Problem to work on =>
Extract every line of the records below that contains the string "textured", and copy each one as it appears.

Point labeling dataset excerpts
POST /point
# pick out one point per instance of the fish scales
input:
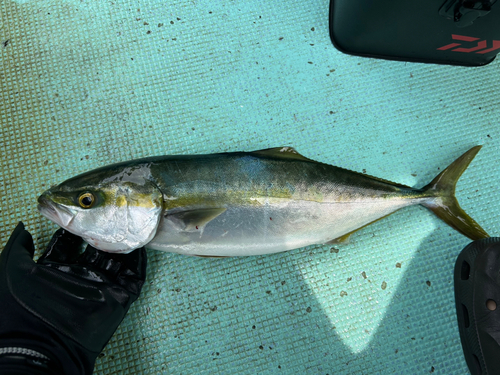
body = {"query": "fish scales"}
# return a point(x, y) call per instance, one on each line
point(242, 203)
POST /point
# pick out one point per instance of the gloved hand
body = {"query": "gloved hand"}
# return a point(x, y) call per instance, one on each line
point(477, 299)
point(57, 315)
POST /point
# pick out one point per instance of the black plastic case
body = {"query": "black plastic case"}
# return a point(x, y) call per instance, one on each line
point(456, 32)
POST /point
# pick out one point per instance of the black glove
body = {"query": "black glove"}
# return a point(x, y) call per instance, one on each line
point(57, 315)
point(477, 298)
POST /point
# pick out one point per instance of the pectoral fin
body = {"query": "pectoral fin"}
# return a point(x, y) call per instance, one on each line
point(195, 220)
point(342, 239)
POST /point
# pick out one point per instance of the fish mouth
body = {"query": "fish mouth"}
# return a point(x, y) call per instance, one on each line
point(54, 211)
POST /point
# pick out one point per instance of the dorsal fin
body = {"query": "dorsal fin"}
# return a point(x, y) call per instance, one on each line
point(281, 153)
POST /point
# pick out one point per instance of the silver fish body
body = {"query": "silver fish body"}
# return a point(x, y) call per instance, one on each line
point(238, 203)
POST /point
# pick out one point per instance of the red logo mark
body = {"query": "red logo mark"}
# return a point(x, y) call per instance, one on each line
point(479, 48)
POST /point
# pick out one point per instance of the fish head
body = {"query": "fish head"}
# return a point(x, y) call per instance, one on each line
point(115, 214)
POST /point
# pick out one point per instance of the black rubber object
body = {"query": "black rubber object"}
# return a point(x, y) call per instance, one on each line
point(455, 32)
point(477, 298)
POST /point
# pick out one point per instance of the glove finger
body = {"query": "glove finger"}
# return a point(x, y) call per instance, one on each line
point(19, 248)
point(125, 270)
point(64, 247)
point(133, 271)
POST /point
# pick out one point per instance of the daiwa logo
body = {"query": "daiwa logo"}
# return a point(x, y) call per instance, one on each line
point(481, 46)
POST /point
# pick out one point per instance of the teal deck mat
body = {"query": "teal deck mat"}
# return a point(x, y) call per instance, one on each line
point(87, 83)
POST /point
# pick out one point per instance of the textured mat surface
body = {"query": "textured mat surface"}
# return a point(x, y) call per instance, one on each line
point(87, 83)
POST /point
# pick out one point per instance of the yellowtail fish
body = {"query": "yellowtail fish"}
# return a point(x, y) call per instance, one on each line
point(240, 203)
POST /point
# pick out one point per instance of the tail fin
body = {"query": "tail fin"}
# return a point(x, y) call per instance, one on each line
point(446, 206)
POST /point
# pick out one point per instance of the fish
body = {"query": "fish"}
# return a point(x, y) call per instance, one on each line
point(239, 203)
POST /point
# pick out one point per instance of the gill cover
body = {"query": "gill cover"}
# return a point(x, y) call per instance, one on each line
point(127, 220)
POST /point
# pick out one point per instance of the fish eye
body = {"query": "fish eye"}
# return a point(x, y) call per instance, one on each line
point(86, 200)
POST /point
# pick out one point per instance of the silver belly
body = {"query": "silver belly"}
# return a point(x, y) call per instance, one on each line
point(272, 226)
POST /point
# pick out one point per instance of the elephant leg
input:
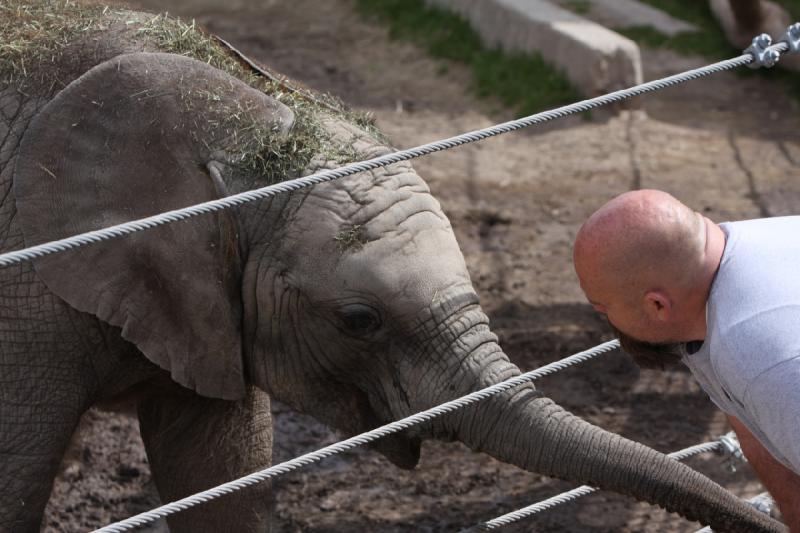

Solution below =>
# pick out one point per instance of the textured mat surface
body = {"query": "textured mat surface"}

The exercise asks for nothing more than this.